Stored data:
———
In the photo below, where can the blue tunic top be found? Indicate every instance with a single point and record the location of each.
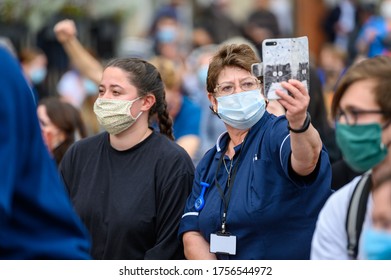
(37, 220)
(271, 210)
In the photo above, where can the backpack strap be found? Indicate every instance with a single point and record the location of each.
(356, 213)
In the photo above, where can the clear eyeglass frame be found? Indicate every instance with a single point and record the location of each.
(351, 116)
(247, 84)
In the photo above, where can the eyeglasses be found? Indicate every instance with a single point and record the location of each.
(350, 116)
(247, 84)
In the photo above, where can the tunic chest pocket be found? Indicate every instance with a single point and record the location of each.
(269, 186)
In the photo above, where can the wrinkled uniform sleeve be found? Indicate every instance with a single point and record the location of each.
(37, 220)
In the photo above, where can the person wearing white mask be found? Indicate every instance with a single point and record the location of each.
(374, 38)
(377, 238)
(129, 184)
(257, 193)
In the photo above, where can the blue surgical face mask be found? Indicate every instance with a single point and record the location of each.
(90, 87)
(166, 34)
(377, 244)
(37, 75)
(241, 110)
(202, 74)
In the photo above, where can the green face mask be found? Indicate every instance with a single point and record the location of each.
(361, 145)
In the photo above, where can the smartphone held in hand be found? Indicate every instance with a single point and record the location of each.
(284, 59)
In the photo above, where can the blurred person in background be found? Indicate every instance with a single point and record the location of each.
(34, 65)
(377, 238)
(375, 34)
(61, 125)
(261, 24)
(362, 110)
(37, 220)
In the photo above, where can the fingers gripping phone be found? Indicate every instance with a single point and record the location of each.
(283, 59)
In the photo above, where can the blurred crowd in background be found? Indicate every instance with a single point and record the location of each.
(184, 35)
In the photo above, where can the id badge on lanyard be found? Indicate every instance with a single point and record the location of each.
(222, 243)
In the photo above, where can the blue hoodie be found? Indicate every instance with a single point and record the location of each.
(37, 220)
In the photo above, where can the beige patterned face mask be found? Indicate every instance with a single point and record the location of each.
(114, 114)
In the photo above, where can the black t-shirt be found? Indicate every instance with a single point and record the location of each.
(130, 201)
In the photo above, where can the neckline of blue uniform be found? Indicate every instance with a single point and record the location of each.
(222, 140)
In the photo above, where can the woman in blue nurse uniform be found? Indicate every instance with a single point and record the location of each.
(257, 193)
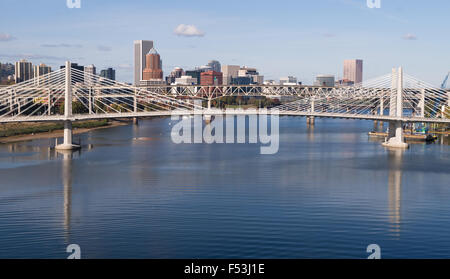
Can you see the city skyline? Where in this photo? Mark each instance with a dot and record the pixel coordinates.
(296, 46)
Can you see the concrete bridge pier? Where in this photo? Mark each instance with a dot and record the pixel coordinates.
(310, 119)
(67, 144)
(207, 117)
(135, 119)
(395, 137)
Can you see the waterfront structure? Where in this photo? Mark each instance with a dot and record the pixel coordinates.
(77, 67)
(152, 82)
(241, 81)
(324, 80)
(185, 80)
(39, 70)
(229, 72)
(270, 82)
(211, 78)
(177, 72)
(195, 74)
(251, 73)
(289, 80)
(344, 82)
(353, 70)
(90, 71)
(214, 65)
(7, 70)
(392, 92)
(108, 73)
(153, 68)
(141, 48)
(23, 71)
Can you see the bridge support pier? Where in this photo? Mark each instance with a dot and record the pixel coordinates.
(208, 117)
(68, 145)
(310, 119)
(395, 137)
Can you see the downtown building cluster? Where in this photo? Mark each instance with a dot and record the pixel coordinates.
(148, 71)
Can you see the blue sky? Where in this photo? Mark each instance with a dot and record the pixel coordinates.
(280, 38)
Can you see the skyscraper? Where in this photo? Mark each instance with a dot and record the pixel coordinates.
(88, 72)
(211, 78)
(153, 68)
(39, 70)
(215, 65)
(141, 48)
(24, 71)
(229, 72)
(109, 73)
(353, 70)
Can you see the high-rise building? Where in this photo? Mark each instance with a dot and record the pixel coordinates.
(6, 70)
(38, 71)
(89, 71)
(23, 71)
(153, 68)
(324, 80)
(353, 70)
(289, 80)
(41, 69)
(211, 78)
(229, 72)
(252, 73)
(214, 65)
(185, 80)
(76, 77)
(141, 48)
(177, 72)
(195, 74)
(109, 73)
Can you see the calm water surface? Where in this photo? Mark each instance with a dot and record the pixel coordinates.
(132, 193)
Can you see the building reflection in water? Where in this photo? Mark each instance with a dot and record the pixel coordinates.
(394, 188)
(310, 132)
(67, 186)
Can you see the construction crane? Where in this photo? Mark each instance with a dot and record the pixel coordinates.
(444, 83)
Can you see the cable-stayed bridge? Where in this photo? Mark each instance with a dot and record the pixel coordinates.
(69, 95)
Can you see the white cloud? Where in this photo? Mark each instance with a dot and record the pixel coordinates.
(4, 37)
(61, 45)
(104, 48)
(187, 30)
(410, 37)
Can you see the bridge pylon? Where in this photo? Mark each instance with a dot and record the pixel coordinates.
(395, 138)
(67, 144)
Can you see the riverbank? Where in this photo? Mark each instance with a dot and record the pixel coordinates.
(29, 131)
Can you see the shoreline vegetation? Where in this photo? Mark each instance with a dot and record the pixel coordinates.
(16, 132)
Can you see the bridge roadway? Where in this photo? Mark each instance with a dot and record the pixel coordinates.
(78, 117)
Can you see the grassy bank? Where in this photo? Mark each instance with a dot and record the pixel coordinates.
(15, 129)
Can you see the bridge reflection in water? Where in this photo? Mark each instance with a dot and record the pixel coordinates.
(394, 188)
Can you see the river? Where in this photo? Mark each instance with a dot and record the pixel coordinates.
(328, 192)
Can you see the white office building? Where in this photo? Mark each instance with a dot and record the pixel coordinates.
(141, 48)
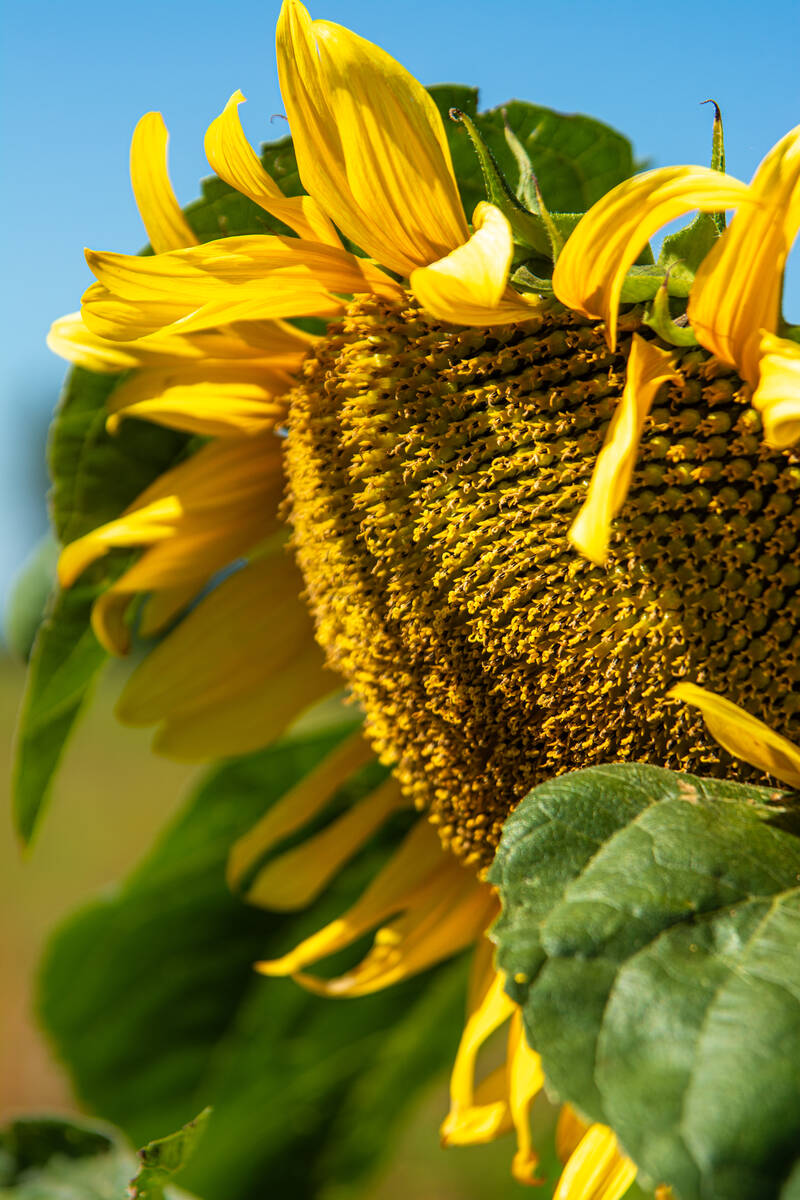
———
### TASK GOAL
Only the lines from the one containing "Can you see the riverbank?" through the end of the records should be copied, exactly and with both ends included; the pictures should not.

### TASK RESULT
Can you see the riverbank? Where in this photo? Mark each instance with a dot and record the pixel coordinates.
(29, 131)
Can you see the shoreline vegetation? Where in this photo? Mark each instance with a dot and record the pixel coordinates.
(16, 132)
Can you see the bridge roadway? Where in this photo? Mark each instance with a dot and record the pixel coordinates.
(78, 117)
Can you see the grassy bank? Where in this photo? Mark each instance with a dot and record the pixel coordinates.
(15, 129)
Can you see the bridge reflection in water? Where in this photo? Mark each instance with a dot and record the pixel coordinates.
(394, 188)
Can you see the river? Where in this photo? Mark each instance with a dot and record the pixel coordinates.
(328, 192)
Can you see the white office building? Where in this photo? Mark each instance with a dot and record the pixel coordinates.
(141, 48)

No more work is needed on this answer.